▸ Supplied material:
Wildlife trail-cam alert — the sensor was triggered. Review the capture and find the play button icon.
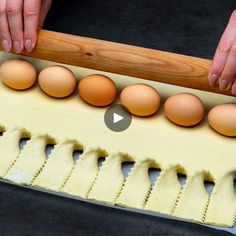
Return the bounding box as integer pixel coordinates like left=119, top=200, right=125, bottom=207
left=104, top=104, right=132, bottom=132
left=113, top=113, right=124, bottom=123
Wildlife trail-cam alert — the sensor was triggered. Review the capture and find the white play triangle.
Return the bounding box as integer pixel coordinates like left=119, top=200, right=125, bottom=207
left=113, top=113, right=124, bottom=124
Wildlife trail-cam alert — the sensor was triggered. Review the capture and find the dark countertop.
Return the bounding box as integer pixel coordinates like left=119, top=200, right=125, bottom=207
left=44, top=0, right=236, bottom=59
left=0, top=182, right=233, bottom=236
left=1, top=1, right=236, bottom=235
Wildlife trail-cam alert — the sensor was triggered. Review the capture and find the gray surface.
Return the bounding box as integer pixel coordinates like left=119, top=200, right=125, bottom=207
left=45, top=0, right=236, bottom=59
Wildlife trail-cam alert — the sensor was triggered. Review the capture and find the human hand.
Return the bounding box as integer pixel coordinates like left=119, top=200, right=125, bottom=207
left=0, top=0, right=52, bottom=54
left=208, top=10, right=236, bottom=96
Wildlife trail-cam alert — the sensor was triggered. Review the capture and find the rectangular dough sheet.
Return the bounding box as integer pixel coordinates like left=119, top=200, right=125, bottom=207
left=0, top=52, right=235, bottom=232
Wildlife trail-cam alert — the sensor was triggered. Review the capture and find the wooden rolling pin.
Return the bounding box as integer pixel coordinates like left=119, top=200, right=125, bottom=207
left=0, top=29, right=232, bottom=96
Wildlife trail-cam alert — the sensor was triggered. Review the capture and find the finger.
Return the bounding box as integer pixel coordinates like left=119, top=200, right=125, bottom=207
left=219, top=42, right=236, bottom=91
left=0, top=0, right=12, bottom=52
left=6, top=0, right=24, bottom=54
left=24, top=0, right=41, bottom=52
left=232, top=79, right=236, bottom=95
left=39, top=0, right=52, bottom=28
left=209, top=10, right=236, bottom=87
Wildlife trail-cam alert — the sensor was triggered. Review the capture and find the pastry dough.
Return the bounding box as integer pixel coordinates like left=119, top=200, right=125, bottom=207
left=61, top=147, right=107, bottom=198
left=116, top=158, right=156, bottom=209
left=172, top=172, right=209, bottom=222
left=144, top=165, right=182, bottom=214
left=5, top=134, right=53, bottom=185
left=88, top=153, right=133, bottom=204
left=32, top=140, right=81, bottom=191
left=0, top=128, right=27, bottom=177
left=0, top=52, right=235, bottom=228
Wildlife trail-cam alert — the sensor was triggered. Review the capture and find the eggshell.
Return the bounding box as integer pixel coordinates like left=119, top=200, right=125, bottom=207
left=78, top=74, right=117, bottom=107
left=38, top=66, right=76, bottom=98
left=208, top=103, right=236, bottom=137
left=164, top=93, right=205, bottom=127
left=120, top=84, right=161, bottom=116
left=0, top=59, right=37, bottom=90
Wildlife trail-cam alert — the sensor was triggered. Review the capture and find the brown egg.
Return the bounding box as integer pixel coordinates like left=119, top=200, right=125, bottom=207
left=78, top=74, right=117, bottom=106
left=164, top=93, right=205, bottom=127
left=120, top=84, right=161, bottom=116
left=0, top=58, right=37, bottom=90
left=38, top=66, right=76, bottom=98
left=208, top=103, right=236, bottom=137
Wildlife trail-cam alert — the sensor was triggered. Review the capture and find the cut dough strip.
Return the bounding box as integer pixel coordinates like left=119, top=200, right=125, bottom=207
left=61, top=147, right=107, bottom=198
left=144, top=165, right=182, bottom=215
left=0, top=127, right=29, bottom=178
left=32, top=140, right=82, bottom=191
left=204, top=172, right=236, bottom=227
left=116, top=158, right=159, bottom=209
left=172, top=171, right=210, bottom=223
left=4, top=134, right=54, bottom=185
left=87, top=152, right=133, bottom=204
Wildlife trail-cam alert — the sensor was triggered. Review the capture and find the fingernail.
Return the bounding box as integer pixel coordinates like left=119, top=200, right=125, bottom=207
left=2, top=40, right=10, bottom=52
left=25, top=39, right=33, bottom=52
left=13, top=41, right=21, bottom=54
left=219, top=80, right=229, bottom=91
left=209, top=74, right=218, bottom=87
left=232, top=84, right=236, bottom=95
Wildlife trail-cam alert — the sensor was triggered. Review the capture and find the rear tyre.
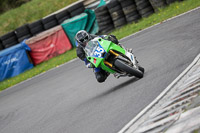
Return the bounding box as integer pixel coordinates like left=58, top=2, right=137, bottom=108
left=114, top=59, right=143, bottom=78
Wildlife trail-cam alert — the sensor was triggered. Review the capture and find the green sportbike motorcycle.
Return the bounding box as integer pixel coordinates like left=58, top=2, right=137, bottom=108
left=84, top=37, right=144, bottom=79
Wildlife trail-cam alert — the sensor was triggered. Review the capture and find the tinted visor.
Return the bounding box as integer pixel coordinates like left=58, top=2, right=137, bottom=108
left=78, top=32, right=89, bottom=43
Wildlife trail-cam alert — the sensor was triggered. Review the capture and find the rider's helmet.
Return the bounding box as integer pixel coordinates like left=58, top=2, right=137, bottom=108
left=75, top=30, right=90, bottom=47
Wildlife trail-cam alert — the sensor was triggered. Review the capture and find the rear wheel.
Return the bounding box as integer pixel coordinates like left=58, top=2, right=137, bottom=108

--

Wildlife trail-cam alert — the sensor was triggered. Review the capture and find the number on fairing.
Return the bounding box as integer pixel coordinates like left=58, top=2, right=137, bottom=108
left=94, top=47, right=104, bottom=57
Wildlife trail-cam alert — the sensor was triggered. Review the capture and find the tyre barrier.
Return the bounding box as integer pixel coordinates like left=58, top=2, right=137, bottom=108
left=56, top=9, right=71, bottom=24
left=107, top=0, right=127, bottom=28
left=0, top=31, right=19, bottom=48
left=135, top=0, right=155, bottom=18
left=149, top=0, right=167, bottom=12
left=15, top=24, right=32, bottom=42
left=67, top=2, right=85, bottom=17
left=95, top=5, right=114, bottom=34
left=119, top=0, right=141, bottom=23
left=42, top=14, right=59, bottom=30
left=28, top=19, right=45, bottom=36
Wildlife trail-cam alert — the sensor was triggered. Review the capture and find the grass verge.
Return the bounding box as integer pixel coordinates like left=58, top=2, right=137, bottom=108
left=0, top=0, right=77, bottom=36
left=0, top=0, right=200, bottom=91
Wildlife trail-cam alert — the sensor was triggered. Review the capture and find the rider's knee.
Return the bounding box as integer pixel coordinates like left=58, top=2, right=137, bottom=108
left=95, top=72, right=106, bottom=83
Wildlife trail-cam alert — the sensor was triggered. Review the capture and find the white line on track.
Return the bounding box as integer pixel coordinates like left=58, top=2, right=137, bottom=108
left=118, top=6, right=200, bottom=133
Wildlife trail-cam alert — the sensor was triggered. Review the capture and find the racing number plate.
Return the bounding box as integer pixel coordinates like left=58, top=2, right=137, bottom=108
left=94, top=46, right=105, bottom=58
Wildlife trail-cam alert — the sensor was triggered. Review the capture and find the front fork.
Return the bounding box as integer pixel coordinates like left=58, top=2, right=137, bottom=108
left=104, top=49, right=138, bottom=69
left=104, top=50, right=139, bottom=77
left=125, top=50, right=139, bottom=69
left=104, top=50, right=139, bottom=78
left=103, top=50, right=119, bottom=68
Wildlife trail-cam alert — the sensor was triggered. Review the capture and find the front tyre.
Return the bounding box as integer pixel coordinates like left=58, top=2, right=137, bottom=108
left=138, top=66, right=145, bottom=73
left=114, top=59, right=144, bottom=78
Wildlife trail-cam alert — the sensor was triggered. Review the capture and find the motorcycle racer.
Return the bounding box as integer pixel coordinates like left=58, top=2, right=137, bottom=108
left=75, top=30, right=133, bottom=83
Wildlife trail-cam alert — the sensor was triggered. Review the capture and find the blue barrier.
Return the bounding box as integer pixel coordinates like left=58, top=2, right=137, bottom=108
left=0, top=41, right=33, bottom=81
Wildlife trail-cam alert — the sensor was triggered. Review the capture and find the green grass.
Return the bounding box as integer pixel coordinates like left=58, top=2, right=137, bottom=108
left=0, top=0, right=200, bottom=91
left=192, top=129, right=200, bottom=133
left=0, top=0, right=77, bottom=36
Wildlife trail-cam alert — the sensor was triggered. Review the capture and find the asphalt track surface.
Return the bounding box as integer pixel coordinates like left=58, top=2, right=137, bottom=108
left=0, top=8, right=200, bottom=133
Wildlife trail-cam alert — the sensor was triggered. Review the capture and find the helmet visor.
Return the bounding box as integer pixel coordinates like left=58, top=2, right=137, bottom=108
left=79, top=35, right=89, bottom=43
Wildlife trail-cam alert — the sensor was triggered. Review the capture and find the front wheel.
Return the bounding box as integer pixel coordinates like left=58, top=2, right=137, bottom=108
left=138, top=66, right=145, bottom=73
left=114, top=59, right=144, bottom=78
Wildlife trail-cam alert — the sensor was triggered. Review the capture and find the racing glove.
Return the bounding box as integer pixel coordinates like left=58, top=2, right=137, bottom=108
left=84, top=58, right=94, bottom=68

▸ How to complete this task: Line tally for "green": say how many lines of the records above contain it, and give nothing but the number.

▸ Exercise solution: 2